***** INPUT RECORDS

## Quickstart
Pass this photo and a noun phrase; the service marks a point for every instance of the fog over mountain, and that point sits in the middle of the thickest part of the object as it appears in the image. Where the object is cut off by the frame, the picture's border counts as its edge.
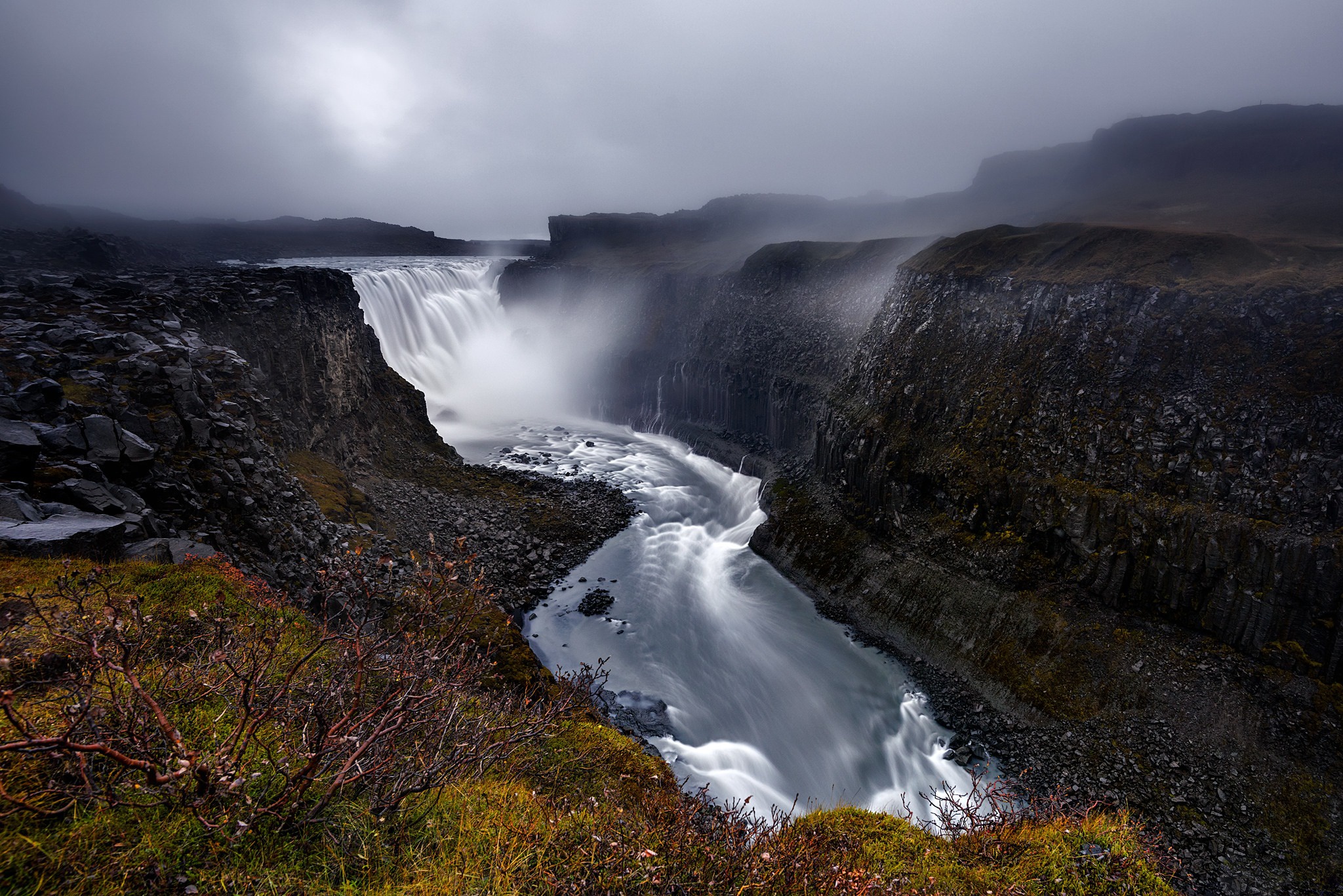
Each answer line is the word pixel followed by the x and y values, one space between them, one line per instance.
pixel 483 119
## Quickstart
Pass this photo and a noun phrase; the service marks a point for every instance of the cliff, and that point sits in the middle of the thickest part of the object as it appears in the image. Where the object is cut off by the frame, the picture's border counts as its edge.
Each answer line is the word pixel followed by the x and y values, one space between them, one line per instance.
pixel 1268 171
pixel 750 352
pixel 209 241
pixel 1166 433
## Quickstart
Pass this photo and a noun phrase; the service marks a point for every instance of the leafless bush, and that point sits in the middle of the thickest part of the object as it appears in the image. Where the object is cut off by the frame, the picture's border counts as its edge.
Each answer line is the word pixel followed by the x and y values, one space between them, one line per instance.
pixel 253 714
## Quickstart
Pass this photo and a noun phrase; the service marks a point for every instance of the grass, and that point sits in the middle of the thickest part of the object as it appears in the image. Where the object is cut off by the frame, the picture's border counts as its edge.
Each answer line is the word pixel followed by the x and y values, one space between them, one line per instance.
pixel 579 809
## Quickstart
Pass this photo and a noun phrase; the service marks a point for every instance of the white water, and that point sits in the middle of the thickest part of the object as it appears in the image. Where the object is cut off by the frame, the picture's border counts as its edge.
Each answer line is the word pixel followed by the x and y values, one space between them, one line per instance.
pixel 767 699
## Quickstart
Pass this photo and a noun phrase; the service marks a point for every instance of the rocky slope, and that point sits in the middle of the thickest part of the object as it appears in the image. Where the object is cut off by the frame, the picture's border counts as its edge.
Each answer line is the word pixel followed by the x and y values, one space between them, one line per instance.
pixel 750 351
pixel 1169 437
pixel 247 412
pixel 1083 480
pixel 1072 468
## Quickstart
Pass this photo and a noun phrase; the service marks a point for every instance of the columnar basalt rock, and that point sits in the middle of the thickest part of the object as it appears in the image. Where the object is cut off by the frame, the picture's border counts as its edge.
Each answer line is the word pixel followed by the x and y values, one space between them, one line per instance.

**********

» **PROBLEM DETAILS**:
Copy the rows from the start up to and including the line with "pixel 483 119", requests included, and shift every coordinate in the answers up by 16. Leave out the pictures.

» **SOLUTION**:
## Quickstart
Pass this photo and a noun phrase; the service marks a point for every instance of the fog over mountain, and that point sits in the middle of the thickest part of the object as it appears in the image. Where the object is cut off by the frame, the picture's border counts as its edge.
Each answer line is the word pixel followed by the x and y values, one space between them, one line per instance.
pixel 499 135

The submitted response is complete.